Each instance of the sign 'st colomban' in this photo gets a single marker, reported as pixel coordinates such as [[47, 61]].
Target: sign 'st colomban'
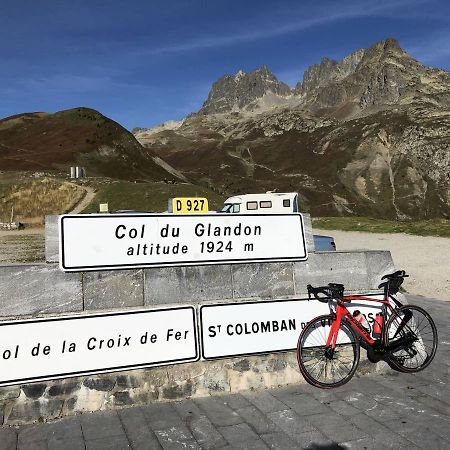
[[120, 241]]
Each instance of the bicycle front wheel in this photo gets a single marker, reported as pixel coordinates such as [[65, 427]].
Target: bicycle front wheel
[[325, 367], [412, 335]]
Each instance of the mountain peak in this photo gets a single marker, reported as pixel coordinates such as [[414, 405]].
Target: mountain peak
[[242, 90]]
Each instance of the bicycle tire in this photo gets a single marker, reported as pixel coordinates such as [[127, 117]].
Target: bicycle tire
[[421, 327], [316, 333]]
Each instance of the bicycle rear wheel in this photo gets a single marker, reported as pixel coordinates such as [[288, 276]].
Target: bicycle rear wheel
[[414, 327], [322, 366]]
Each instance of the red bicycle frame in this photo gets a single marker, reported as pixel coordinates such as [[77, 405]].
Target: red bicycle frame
[[342, 311]]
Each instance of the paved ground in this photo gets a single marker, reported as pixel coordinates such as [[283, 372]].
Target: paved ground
[[396, 410], [425, 258]]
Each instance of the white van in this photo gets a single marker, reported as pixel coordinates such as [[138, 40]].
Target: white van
[[273, 203], [268, 203]]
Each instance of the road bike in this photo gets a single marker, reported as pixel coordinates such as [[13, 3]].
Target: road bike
[[328, 348]]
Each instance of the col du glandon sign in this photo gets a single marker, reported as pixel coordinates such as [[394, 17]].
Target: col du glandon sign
[[115, 241]]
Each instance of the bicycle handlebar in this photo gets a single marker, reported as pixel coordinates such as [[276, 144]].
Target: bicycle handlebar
[[320, 290], [398, 274]]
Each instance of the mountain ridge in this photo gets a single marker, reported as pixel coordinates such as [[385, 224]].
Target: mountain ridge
[[365, 135]]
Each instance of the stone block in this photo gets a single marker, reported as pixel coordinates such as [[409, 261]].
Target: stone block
[[36, 289], [379, 263], [8, 438], [63, 387], [34, 390], [34, 410], [187, 284], [265, 280], [113, 289], [348, 268], [51, 239], [9, 393], [99, 383]]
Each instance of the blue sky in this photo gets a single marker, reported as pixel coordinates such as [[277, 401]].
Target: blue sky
[[142, 62]]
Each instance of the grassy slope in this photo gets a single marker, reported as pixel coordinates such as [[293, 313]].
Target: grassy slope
[[433, 227], [151, 197]]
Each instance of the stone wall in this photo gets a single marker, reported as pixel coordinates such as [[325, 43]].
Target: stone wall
[[42, 289]]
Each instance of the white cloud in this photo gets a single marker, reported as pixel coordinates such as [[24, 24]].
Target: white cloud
[[305, 19]]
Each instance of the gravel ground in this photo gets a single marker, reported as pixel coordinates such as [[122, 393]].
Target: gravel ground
[[426, 259]]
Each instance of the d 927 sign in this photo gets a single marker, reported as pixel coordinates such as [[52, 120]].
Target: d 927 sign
[[188, 205]]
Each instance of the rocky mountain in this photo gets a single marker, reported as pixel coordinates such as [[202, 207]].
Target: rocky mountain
[[367, 135], [80, 136], [243, 91]]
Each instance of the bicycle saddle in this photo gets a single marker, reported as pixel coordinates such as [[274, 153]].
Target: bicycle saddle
[[394, 281], [398, 274]]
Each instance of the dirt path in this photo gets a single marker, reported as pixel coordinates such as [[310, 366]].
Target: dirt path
[[87, 199], [425, 259]]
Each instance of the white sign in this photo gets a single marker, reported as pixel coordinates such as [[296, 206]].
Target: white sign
[[237, 329], [116, 241], [60, 347]]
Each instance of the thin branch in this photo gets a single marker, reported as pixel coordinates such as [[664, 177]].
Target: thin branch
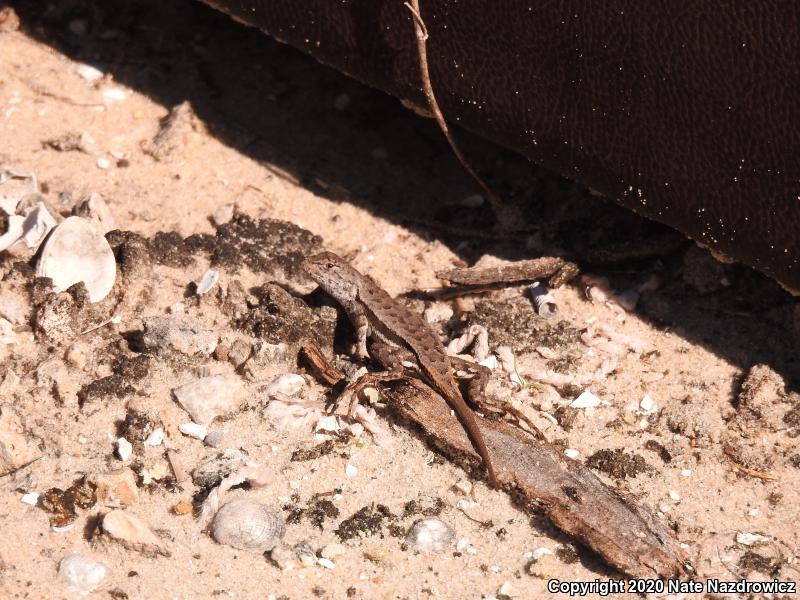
[[422, 51]]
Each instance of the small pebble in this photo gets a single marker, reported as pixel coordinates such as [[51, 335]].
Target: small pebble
[[223, 214], [215, 438], [430, 536], [155, 438], [540, 552], [647, 404], [88, 73], [207, 398], [333, 550], [750, 539], [131, 532], [31, 498], [124, 449], [182, 508], [505, 590], [585, 400], [207, 281]]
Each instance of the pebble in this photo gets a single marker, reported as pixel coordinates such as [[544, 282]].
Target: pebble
[[178, 333], [545, 567], [289, 384], [124, 449], [17, 448], [750, 539], [586, 400], [88, 73], [430, 536], [207, 281], [194, 430], [76, 252], [223, 214], [210, 397], [132, 533], [333, 550], [80, 573], [208, 474], [647, 405], [155, 438], [215, 438], [248, 525], [31, 498], [116, 488]]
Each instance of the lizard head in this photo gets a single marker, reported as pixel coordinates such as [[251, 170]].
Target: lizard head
[[334, 275]]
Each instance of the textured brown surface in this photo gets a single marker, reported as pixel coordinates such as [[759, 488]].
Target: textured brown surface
[[684, 114]]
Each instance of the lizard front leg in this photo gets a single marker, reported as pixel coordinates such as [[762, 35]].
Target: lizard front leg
[[391, 359], [361, 323], [478, 377]]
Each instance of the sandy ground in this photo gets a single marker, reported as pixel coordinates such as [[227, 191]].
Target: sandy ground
[[282, 138]]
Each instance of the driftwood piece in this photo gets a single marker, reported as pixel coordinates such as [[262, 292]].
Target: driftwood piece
[[559, 271], [624, 534]]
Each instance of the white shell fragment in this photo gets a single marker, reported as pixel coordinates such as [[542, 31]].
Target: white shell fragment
[[15, 184], [88, 73], [76, 252], [289, 385], [155, 438], [586, 400], [647, 405], [543, 300], [13, 233], [194, 430], [207, 281], [750, 539], [80, 573], [210, 397], [430, 536], [248, 525]]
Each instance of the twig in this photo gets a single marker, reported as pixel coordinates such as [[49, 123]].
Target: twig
[[422, 50], [523, 270]]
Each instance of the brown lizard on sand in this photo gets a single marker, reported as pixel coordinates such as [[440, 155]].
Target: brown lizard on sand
[[376, 314]]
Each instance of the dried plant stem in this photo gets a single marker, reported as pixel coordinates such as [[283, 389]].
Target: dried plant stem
[[499, 207]]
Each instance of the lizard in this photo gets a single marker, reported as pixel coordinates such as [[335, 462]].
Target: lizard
[[375, 314]]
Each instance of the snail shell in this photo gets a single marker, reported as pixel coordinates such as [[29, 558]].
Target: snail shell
[[248, 525]]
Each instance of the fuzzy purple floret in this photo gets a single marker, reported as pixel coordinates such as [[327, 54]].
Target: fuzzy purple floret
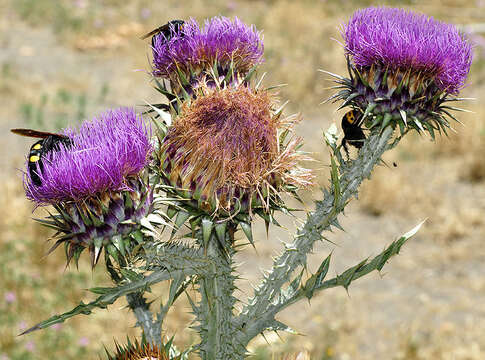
[[221, 39], [105, 151], [401, 39]]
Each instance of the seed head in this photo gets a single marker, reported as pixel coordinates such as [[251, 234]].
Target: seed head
[[223, 150]]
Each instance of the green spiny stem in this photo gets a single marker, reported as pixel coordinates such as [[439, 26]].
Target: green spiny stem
[[215, 310], [344, 279], [151, 329], [325, 215], [137, 304]]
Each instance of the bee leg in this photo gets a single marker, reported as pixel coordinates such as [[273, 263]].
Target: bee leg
[[346, 148]]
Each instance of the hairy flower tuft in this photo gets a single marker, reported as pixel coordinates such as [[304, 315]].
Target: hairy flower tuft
[[141, 351], [104, 153], [403, 40], [194, 49], [97, 186], [224, 150]]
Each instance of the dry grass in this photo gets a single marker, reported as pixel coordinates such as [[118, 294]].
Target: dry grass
[[80, 46]]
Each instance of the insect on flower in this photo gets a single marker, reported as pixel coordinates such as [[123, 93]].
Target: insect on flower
[[49, 142], [353, 133], [167, 31]]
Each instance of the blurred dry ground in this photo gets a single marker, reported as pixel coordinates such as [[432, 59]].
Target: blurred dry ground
[[62, 61]]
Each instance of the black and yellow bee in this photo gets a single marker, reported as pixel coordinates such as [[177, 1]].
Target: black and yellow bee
[[167, 31], [353, 133], [50, 142]]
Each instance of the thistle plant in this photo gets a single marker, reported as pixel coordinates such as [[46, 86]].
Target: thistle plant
[[224, 154], [96, 185]]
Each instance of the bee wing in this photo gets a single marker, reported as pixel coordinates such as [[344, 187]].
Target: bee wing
[[36, 133], [166, 27], [155, 31]]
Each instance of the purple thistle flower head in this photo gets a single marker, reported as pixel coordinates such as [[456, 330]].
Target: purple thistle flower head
[[105, 152], [404, 40], [193, 49]]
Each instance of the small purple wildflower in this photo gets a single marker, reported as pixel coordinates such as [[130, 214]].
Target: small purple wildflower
[[145, 13], [83, 342], [220, 40], [105, 152], [403, 40], [30, 346], [56, 327], [22, 325], [10, 297]]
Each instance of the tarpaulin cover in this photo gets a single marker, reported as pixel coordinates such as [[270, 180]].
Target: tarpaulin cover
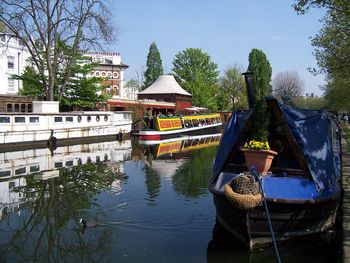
[[312, 132]]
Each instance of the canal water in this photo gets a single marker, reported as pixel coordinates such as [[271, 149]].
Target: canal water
[[124, 202]]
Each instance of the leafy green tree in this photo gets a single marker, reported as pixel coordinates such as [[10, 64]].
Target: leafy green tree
[[332, 48], [41, 26], [232, 86], [197, 74], [154, 66], [82, 91], [313, 103], [32, 84], [261, 71]]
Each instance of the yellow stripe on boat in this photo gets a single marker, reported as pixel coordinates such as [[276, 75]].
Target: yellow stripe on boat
[[164, 124]]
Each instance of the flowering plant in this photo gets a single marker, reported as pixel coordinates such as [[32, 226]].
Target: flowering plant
[[256, 145]]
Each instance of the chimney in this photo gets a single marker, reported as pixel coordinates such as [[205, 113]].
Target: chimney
[[250, 89]]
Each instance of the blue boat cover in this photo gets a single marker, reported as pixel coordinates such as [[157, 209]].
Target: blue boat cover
[[312, 132]]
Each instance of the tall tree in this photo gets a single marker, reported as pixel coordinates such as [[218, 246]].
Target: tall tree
[[233, 86], [260, 67], [197, 74], [41, 25], [332, 48], [82, 91], [154, 66], [287, 84]]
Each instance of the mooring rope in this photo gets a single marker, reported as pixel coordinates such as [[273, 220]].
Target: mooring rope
[[259, 179]]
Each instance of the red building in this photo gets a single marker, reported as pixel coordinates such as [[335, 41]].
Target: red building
[[166, 89]]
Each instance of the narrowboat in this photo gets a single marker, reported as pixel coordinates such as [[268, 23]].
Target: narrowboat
[[165, 127], [50, 127], [303, 186]]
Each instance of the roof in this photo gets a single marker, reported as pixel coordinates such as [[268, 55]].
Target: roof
[[165, 84]]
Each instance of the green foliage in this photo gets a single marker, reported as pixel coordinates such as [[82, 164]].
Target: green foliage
[[312, 103], [197, 74], [81, 92], [154, 66], [232, 91], [260, 67], [32, 85], [332, 49]]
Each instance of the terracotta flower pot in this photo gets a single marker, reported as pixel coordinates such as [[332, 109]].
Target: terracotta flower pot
[[260, 159]]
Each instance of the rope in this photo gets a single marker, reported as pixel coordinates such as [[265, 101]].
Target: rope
[[259, 179]]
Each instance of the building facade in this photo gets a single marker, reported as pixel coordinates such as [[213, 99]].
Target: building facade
[[110, 67], [13, 60]]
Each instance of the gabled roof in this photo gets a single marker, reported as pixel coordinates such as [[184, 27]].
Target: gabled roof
[[165, 84]]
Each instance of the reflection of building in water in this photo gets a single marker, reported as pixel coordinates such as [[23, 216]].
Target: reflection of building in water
[[167, 154], [14, 166], [21, 163]]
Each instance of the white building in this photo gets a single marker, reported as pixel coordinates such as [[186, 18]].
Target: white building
[[13, 59], [112, 68]]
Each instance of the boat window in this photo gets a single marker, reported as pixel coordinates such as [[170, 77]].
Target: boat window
[[20, 171], [35, 168], [20, 119], [58, 119], [34, 119], [5, 173], [4, 119]]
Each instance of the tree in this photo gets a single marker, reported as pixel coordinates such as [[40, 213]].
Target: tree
[[81, 92], [42, 25], [332, 48], [261, 71], [287, 84], [154, 66], [233, 86], [197, 74]]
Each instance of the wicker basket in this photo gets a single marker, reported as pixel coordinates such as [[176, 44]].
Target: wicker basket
[[242, 201]]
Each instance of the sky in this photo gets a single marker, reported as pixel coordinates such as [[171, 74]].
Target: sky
[[227, 30]]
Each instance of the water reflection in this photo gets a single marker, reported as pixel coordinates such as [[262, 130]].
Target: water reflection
[[183, 160]]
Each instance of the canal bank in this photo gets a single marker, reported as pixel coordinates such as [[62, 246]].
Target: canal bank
[[346, 200]]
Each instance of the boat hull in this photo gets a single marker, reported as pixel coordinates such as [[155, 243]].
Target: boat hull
[[289, 220]]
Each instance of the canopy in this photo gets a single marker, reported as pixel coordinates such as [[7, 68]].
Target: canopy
[[312, 133]]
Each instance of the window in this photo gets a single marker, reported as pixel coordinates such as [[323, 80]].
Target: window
[[10, 62], [20, 119], [69, 163], [58, 119], [20, 171], [9, 107], [5, 173], [4, 119], [34, 168], [11, 84], [34, 119]]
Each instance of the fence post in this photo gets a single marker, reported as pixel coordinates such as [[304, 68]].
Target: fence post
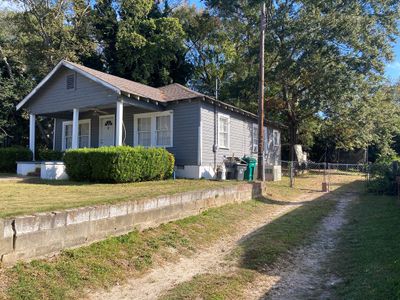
[[291, 174], [325, 183]]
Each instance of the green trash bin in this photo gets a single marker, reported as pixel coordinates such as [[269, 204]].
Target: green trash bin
[[251, 166]]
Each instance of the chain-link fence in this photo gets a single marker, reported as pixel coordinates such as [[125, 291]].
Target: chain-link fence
[[321, 176]]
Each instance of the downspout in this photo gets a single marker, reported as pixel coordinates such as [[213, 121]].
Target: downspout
[[215, 146], [54, 133], [200, 143]]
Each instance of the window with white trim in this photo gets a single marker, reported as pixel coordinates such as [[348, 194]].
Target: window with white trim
[[154, 129], [83, 134], [223, 131], [163, 130], [144, 131]]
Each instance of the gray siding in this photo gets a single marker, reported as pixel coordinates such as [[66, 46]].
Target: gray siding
[[129, 111], [54, 96], [185, 130], [241, 128]]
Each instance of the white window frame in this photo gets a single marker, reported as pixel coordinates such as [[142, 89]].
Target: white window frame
[[276, 132], [228, 118], [101, 126], [254, 137], [84, 121], [153, 138]]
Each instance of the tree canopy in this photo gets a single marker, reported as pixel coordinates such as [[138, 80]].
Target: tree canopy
[[324, 59]]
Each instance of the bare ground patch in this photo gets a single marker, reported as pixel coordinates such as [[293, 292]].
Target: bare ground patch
[[303, 274], [208, 260]]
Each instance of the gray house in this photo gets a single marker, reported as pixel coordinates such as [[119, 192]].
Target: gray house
[[92, 109]]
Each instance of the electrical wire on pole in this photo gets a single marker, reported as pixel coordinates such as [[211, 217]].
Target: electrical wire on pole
[[261, 169]]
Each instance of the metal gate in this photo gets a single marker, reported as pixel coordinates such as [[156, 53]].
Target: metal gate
[[322, 176]]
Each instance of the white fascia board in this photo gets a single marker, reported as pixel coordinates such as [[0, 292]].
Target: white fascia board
[[68, 65]]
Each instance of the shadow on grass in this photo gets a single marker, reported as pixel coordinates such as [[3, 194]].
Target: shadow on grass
[[260, 250], [36, 180]]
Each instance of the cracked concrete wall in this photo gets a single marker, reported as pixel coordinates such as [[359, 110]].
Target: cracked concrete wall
[[43, 234]]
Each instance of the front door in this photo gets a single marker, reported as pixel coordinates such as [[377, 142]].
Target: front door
[[106, 135]]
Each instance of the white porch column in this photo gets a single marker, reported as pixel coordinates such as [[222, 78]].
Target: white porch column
[[32, 123], [75, 129], [119, 121]]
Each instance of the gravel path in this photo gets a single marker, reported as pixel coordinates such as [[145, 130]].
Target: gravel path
[[303, 274], [210, 260]]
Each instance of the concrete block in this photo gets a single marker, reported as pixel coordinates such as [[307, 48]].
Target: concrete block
[[6, 243], [187, 198], [60, 218], [27, 243], [8, 231], [118, 210], [26, 224], [99, 213], [76, 234], [46, 220], [150, 204], [78, 215], [163, 202]]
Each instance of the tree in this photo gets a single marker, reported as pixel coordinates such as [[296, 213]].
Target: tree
[[318, 52]]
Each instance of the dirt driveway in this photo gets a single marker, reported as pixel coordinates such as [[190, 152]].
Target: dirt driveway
[[212, 260]]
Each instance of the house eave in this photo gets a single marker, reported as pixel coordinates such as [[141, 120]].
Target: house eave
[[66, 64]]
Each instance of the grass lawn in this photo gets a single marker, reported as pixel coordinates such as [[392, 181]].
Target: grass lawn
[[35, 195], [106, 263], [254, 254], [109, 262], [368, 256]]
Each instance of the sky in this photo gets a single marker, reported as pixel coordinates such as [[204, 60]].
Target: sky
[[392, 69]]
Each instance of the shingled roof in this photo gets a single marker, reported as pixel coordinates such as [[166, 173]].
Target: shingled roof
[[168, 93], [120, 85]]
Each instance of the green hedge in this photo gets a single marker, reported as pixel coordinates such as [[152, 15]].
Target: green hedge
[[49, 155], [119, 164], [10, 156]]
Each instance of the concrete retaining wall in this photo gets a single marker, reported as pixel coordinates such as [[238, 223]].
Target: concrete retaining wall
[[43, 234]]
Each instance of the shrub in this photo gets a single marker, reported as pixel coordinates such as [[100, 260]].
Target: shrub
[[383, 176], [119, 164], [48, 154], [10, 156]]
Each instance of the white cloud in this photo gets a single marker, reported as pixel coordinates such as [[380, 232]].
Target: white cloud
[[395, 65]]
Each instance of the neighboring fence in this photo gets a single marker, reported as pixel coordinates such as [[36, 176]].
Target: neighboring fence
[[328, 173]]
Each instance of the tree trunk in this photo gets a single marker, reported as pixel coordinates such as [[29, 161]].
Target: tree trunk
[[292, 138]]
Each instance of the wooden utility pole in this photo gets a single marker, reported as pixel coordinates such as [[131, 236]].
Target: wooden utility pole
[[261, 170]]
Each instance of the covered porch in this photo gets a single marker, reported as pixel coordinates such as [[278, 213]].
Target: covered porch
[[91, 127]]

## Written task
Substitute "delivery van" for "white van" in the material, starting at the line containing "Each instance of the paved" and ending at the line containing "[[115, 241]]". Return only those lines, with everything else unchanged.

## Exercise answer
Each instance of the paved ground in this photo gets a single marker, reported as pixel coordinates such as [[283, 372]].
Target: paved ground
[[396, 410], [425, 258]]
Each instance of the delivery van in this photo gets a single marker, reported as pixel coordinates such as [[138, 40]].
Target: delivery van
[[273, 203], [268, 203]]
Each instance of the road bike in this photo gets a single marker, reported as pixel coordinates such as [[13, 3]].
Target: road bike
[[328, 348]]
Each instance of the col du glandon sign in this photo gets a single marker, reported as pixel coordinates such as [[394, 17]].
Target: col du glandon sign
[[115, 241]]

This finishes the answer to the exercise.